:: Prompt A ::
In the text on binning mean_area, how many rows are counted as "average" after the discretization?
:: Prompt B ::
Reproduce the passage of the text on binning mean_area from "df_cat['mean_area'].value_counts()" to "clutter the output.".

Let’s briefly digress here and see how we can discretize the mean_area
numeric feature in the cancer dataset as “small”, “average”, and “large” using equal-frequency binning. We can use the qcut
method in the Pandas
module, which performs quantile-based discretization. We can also supply names for the resulting discretization.
First, we will make a copy of the original dataset and give it a different name.
df_cat = df.copy()
df_cat['mean_area'] = pd.qcut(df_cat['mean_area'],
q=3,
labels=['small', 'average', 'large'])
Let’s make sure we performed the dicretization correctly using the value_counts
method in Pandas
.
df_cat['mean_area'].value_counts()
mean_area
small 190
large 190
average 189
Name: count, dtype: int64
Let’s have a look at the first 5 rows in the categorized dataset. You will notice that mean area
is now categorical. We will print only a subset of all the columns not to clutter the output.
df_cat.iloc[0:5, [1,2,3,4,5,30]]
mean_texture | mean_perimeter | mean_area | mean_smoothness | mean_compactness | diagnosis | |
---|---|---|---|---|---|---|
0 | 10.38 | 122.80 | large | 0.11840 | 0.27760 | M |
1 | 17.77 | 132.90 | large | 0.08474 | 0.07864 | M |
2 | 21.25 | 130.00 | large | 0.10960 | 0.15990 | M |
3 | 20.38 | 77.58 | small | 0.14250 | 0.28390 | M |
4 | 14.34 | 135.10 | large | 0.10030 | 0.13280 | M |
Making Categorical Features Numeric #
Keep in mind that Scikit-Learn
requires all features to be numeric, so you need to encode your categorical features as numeric.

[Stored data]
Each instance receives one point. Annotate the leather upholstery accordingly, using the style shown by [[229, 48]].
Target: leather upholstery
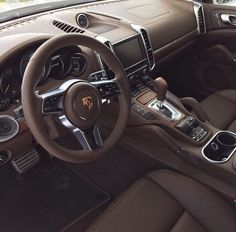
[[221, 109], [167, 201]]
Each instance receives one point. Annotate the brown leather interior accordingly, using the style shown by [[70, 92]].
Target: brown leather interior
[[188, 62], [167, 201], [34, 116], [221, 109]]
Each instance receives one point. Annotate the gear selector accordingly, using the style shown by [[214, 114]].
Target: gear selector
[[160, 104]]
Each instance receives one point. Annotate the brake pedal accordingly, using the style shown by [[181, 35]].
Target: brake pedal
[[26, 161]]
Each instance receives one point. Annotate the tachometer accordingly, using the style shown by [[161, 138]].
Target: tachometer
[[78, 64], [9, 84], [4, 102]]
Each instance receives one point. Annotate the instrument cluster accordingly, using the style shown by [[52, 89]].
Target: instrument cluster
[[65, 62]]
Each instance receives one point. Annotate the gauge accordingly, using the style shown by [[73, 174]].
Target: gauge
[[9, 84], [78, 64], [83, 21], [24, 62], [4, 102]]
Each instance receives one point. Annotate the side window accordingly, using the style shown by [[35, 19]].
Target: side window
[[225, 2]]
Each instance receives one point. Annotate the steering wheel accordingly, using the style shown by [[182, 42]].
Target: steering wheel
[[77, 103]]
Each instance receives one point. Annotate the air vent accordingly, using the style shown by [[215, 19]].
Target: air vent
[[66, 27], [201, 20], [148, 45], [17, 24]]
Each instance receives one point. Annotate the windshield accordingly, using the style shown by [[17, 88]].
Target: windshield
[[12, 9]]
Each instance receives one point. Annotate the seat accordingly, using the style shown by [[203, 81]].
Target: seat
[[221, 109], [167, 201]]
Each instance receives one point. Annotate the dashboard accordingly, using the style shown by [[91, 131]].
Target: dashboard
[[66, 61], [141, 33]]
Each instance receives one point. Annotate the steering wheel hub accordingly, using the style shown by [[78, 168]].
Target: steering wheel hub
[[83, 104]]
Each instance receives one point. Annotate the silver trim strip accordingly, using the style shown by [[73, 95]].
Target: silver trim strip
[[197, 6], [226, 19], [17, 128], [176, 114], [87, 22], [213, 161]]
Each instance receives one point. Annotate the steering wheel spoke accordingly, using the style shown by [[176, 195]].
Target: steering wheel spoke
[[52, 102], [108, 89], [90, 139]]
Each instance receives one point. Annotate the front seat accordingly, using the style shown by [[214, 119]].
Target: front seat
[[167, 201], [221, 109]]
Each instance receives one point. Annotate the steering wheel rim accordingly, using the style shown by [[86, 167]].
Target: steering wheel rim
[[32, 103]]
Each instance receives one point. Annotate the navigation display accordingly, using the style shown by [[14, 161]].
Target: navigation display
[[129, 52]]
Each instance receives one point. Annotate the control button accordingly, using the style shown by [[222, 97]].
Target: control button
[[214, 146], [149, 116], [4, 157], [51, 104], [19, 112], [108, 90]]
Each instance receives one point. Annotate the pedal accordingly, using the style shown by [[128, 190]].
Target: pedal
[[26, 161]]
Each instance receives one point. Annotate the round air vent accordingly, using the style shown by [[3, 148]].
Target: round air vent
[[9, 127], [83, 21]]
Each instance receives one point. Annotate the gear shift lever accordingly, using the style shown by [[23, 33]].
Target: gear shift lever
[[160, 87]]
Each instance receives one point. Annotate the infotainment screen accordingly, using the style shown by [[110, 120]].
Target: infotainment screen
[[130, 52]]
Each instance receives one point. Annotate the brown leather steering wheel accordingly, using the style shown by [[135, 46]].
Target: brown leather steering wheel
[[76, 103]]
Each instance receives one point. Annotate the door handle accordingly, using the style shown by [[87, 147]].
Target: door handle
[[228, 19]]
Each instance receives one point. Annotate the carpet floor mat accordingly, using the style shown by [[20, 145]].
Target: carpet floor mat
[[34, 203]]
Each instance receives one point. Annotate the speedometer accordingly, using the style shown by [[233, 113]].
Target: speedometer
[[9, 84]]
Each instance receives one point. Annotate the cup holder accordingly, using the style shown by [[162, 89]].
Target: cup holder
[[220, 148]]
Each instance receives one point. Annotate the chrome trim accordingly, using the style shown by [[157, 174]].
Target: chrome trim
[[213, 161], [77, 20], [155, 105], [226, 19], [16, 129], [197, 6], [138, 29], [106, 41], [60, 91]]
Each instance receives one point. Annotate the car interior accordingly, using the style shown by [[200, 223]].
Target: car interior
[[119, 116]]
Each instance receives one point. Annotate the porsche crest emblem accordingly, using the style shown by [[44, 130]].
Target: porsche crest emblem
[[87, 102]]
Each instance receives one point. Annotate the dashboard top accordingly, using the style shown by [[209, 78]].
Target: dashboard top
[[156, 24]]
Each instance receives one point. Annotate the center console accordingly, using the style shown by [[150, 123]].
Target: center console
[[151, 100]]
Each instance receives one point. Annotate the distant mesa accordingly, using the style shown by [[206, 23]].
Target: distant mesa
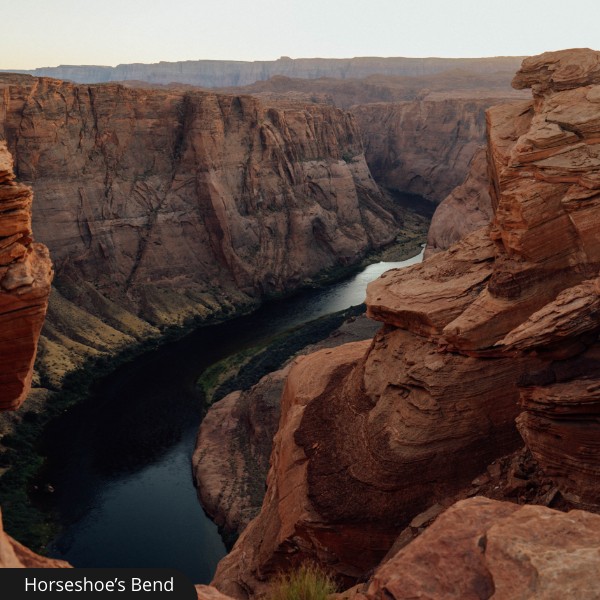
[[226, 73]]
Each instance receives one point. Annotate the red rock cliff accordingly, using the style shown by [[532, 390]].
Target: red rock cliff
[[166, 205], [25, 276], [371, 434]]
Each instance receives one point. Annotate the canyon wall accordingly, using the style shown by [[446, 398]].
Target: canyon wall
[[161, 206], [422, 147], [221, 73], [25, 277], [465, 209], [372, 433]]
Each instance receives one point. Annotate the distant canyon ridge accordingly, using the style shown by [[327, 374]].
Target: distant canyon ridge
[[222, 73], [162, 204]]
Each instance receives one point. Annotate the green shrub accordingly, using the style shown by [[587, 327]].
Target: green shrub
[[308, 582]]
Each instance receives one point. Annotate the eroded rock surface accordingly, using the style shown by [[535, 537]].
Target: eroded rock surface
[[429, 404], [25, 276], [467, 208], [160, 206], [231, 459], [422, 147], [480, 549]]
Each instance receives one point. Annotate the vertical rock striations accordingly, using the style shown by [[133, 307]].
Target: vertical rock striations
[[25, 276], [467, 208], [160, 206], [371, 434], [422, 147]]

:: Exercise response A ::
189

:: Exercise response B ::
df_cat['mean_area'].value_counts()
mean_area
small 190
large 190
average 189
Name: count, dtype: int64
Let’s have a look at the first 5 rows in the categorized dataset. You will notice that mean area
is now categorical. We will print only a subset of all the columns not to clutter the output.